=== Text segment ===
╔══

S5: I would like to commend the authors for putting great amount of work on both the main document as well as the appendix. Overall not only does the paper read well and seems theoretically and experimentally sound, but the manuscript includes an excellent degree of experimental details, and it's thus likely that future work will be able to cleanly build on it.

缺点

W1: While the theoretical analysis is sound, the paper could benefit from a more intuitive explanation of why Init[A] allows for larger learning rates and more efficient feature learning. This would make the insights more accessible to some practitioners.

W2: The experiments focus primarily on language models and NLP tasks. This is definitely acceptable and overall a very sound choice, however the inclusion of experiments from other domains (e.g., finetuning an image classification model, or some other architecture that relates to a vision transformer) would strengthen the experimental section significantly, and increase the overall impact of the paper in the broader NeurIPS community.

问题

Q1: How sensitive are the results to the choice of LoRA rank? Do the theoretical predictions and empirical findings hold across different rank values?

Q2: The paper focuses on vanilla LoRA. How do the authors expect these initialization schemes to interact with variants like QLoRA or LoRA+? Would the trade-offs and recommendations change?

Q3: Given the internal instability observed with Init[A], are there any potential negative consequences for downstream task performance or generalization ability? How might this instability manifest in practice (and would there be a difference depending on input domain and/or other parameters of the model + problem space)?

Q4: The theoretical analysis seems to assume a single LoRA layer, for simplicity. How well do the insights generalize to more realistic scenarios with multiple LoRA layers throughout a network?

局限性

L1: The theoretical analysis seems to rely on assumptions about the asymptotic behavior in the large width limit. The paper could benefit from a more detailed discussion of how these assumptions may or may not hold in practical scenarios with finite-width networks.

L2: The empirical evaluation, while comprehensive, is limited to a subset of NLP tasks and model architectures. Expanding the evaluation to a broader range of tasks, model sizes, and architectures would strengthen the generalizability of the findings.

作者回复

2024-08-07

We thank the reviewer for their positive and constructive comments. We address their main questions below:

Sensitivity to LoRA rank: Our results hold for different rank values. For LoRA rank $r$ , we used two primary values: $r=8$ (for RoBERTa) and $r=64$ (for LLama). We also conducted limited experiments with $r=4$ for RoBERTa. However, we chose to allocate more compute resources to $r=8$ to increase the number of random seeds. We designed these experiments to maximize the amount of useful empirical results within our compute budget constraints. All our experiments were conducted using the LoRA+ codebase (available on GitHub) and can be easily reproduced. To replicate vanilla LoRA, one can set the lora_plus_ratio to 1 (ensuring the same learning rate for both A and B) and choose between Init[A] or Init[B] using the use_original_lora_init argument.

╚══

=== Required tasks ===
**1.** In two sentences, how would you summarize the LoRA initialization review?
**2.** Can you pick up the LoRA initialization review after its last sentence and continue it?
The lines that come next are separate material with no connection to the LoRA initialization review.

[Dataset records]
╔══

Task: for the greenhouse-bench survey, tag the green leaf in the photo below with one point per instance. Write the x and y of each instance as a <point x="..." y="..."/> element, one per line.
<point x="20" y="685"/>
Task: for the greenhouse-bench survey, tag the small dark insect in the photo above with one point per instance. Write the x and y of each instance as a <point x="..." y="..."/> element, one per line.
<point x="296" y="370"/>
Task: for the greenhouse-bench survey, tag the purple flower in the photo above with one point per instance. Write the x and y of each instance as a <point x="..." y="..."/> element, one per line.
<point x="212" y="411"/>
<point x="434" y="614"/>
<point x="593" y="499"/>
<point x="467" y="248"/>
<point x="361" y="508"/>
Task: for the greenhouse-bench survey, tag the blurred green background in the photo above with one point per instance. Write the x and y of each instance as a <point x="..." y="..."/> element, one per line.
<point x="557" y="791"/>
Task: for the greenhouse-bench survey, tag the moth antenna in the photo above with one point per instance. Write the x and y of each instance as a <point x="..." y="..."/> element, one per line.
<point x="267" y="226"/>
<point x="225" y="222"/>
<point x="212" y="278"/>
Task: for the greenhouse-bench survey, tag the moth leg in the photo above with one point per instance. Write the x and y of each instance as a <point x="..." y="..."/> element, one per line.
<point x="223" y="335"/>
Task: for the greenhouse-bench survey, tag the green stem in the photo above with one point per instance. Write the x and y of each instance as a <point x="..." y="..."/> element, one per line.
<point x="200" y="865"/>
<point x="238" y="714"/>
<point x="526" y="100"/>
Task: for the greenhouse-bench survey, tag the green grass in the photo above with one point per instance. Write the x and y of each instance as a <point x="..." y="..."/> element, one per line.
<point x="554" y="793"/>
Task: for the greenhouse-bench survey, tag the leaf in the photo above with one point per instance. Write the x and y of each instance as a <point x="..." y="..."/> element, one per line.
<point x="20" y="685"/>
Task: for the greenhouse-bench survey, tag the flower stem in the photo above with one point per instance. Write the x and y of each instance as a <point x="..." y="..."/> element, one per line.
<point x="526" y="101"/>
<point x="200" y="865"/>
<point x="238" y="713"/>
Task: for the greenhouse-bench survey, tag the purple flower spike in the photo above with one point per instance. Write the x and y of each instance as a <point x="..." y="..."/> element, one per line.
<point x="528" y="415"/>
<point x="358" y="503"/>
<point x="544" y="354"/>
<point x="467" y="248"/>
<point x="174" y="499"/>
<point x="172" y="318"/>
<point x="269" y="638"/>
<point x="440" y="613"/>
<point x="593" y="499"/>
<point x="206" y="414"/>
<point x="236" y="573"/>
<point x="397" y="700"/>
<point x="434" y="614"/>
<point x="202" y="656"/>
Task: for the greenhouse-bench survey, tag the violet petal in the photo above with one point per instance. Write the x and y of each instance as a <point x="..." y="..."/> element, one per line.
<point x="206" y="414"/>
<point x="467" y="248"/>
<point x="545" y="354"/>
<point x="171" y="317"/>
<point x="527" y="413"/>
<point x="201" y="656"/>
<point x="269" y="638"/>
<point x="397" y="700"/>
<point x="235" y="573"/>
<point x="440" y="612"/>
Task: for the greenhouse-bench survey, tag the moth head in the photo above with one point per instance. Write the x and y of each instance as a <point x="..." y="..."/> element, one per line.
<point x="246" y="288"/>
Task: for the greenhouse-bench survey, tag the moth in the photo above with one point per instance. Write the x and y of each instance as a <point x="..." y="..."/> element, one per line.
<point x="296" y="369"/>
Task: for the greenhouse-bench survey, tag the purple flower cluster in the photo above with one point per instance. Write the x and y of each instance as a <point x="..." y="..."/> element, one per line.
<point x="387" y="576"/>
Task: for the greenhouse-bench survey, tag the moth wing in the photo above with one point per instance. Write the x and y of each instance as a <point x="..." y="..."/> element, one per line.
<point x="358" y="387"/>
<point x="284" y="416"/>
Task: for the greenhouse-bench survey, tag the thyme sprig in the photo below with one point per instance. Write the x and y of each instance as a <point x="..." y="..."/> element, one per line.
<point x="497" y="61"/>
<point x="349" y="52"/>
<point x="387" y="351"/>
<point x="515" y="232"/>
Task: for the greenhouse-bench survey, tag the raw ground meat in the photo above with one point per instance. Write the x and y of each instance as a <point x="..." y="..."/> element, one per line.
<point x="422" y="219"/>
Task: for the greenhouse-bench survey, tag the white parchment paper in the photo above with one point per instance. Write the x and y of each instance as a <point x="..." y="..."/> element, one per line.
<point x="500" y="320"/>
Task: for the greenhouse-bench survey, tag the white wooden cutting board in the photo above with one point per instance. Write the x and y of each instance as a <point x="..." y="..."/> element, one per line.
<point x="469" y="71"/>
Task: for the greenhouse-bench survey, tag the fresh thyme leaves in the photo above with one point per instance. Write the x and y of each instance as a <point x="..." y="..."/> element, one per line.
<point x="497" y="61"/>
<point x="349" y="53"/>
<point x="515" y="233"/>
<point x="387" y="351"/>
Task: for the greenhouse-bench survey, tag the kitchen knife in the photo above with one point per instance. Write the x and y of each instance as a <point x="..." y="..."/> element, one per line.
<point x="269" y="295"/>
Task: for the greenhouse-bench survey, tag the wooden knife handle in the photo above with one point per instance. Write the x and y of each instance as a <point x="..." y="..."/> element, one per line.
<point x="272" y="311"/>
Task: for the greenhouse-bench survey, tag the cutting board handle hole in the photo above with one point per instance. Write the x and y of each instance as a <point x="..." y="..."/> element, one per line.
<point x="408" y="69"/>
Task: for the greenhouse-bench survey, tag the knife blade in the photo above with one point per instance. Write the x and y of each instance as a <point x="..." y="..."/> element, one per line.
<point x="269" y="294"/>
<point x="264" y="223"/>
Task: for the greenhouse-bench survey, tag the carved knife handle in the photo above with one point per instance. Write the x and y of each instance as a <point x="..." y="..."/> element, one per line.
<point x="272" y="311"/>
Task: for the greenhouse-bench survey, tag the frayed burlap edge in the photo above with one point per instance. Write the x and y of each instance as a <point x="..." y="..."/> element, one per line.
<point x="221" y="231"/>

╚══

=== Responses for each task ===
**1.** A reviewer praises the paper for reading well, being theoretically and experimentally sound and giving ample experimental detail, but asks for a more intuitive explanation of why Init[A] allows larger learning rates, for experiments beyond NLP and for discussion of the large-width assumptions, and also raises questions about LoRA rank, variants like QLoRA and LoRA+, Init[A]'s instability and multiple LoRA layers. The authors reply that their results hold across rank values, having used r=8 for RoBERTa, r=64 for LLama and limited runs with r=4, and that every experiment used the LoRA+ codebase and can be easily reproduced.

**2.**
Interaction with LoRA variants: We appreciate this interesting question. While we haven't conducted a theoretical analysis of initialization's impact on advanced LoRA variants (e.g., QLoRA and LoRA+), we can provide some intuition: For QLoRA, we expect similar results since the only difference from LoRA is the quantization step. Our analysis should remain fundamentally the same. For LoRA+, the situation is more complex as it involves choosing different learning rates for $A$ and $B$ . While we can't definitively state the outcomes, our preliminary results suggest that the optimal ratio in LoRA+ is affected by the choice of initialization (init[A] vs init[B]).
Instability of Init[A] in practice: As specified in the paper, with Init[A], LoRA "internal" features ( $Az$ ) grow at most as $\Theta(n^{1/2})$ with respect to width (embedding dim). This growth, although potentially problematic, is slow (in $n$ ) and should only become an issue for extremely large widths. In practical settings (e.g., $n \approx 10^3$ for LLaMA 3.1 405B), this is not significantly problematic. The constant in the $\Theta(.)$ growth term depends on the model and downstream task, which affects this growth term.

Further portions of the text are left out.